##### SOURCE

Everytown Attacks ATF Reforms

When the ATF announced its 34-rule reform package on April 29, gun-rights advocates celebrated the largest rollback of regulatory overreach in a generation. The Everytown for Gun Safety crowd responded the way you’d expect: with public meltdown disguised as analysis, accusing the ATF of selling out to the firearms industry.

The most prominent Everytown response came from Greg Lickenbrock, writing for The Smoking Gun — Everytown’s in-house publication — in a piece cataloging the Bloomberg-funded outfit’s grievances with the reform package. Read carefully, the piece accidentally makes the gun-rights case better than most gun-rights advocates could.

Everytown thinks that regulators talking to the regulated industry is somehow scandalous

Lickenbrock’s central complaint is that Cekada signed the rule package surrounded by leaders from the American Suppressor Association, the National Rifle Association, the National Shooting Sports Foundation, the National Association for Gun Rights, the Second Amendment Foundation, and Gun Owners of America. According to Everytown, this is evidence that “the rules are clearly designed to benefit the gun industry.”

##########
##### DATASET CONTENT

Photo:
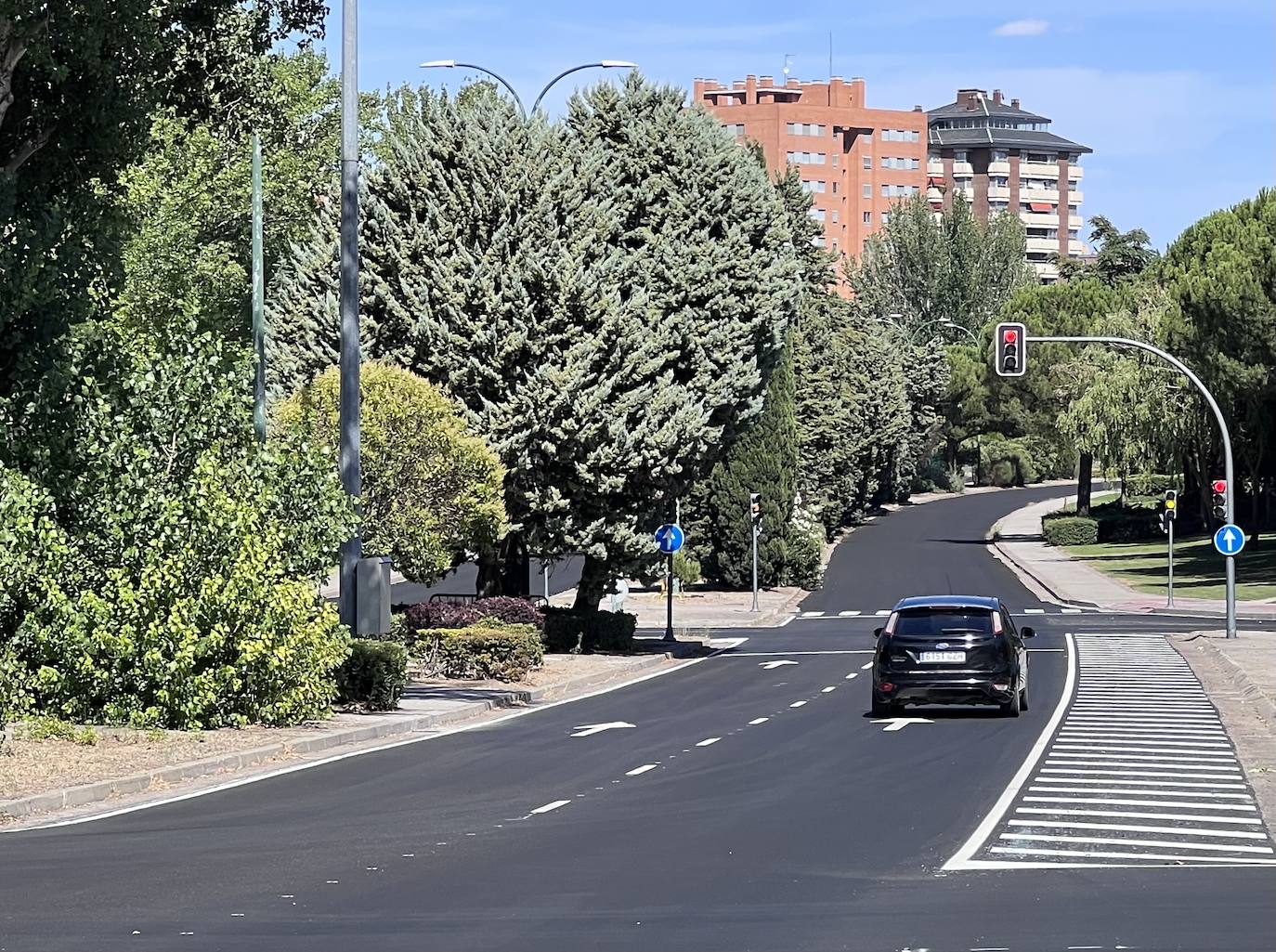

##########

- _PROBLEMS TO SOLVE_
A) Answer these from the article on Everytown and the ATF reforms:
(i) On what date did the ATF announce its reform package?
(ii) What is Everytown's in-house publication called?
(iii) How many organizations are listed as having leaders present when Cekada signed the rule package?
B) Write the next few paragraphs of the article on Everytown and the ATF reforms, starting after its final sentence.

- _RESULTS OF THE EXERCISE_
A)
(i) April 29
(ii) The Smoking Gun
(iii) Six

B)
A few problems with this framing. First, GOA, NRA, NAGR, and SAF aren’t the gun industry — they’re civil rights organizations representing gun owners. Gun-rights organizations and the firearms industry have historically had plenty of disagreements (anyone remember the Bill Ruger AR-15 magazine capacity comments, or the S&W “Lawsuit Locks” controversy?). Treating them as a monolithic “gun industry” interest reveals that Everytown either doesn’t understand the people they’re attacking or doesn’t care to distinguish.

Second, and more importantly, regulatory agencies are supposed to communicate with the industries and stakeholders they regulate. The Administrative Procedure Act explicitly requires public comment processes for federal rulemaking. Cekada bringing in industry representatives and gun-rights organizations for input isn’t corruption. It’s how rulemaking is supposed to work in a system where the people affected by regulations get a voice in how those regulations are written.

What Everytown is actually objecting to is that the ATF talked to the people the regulations affect, rather than just to Everytown.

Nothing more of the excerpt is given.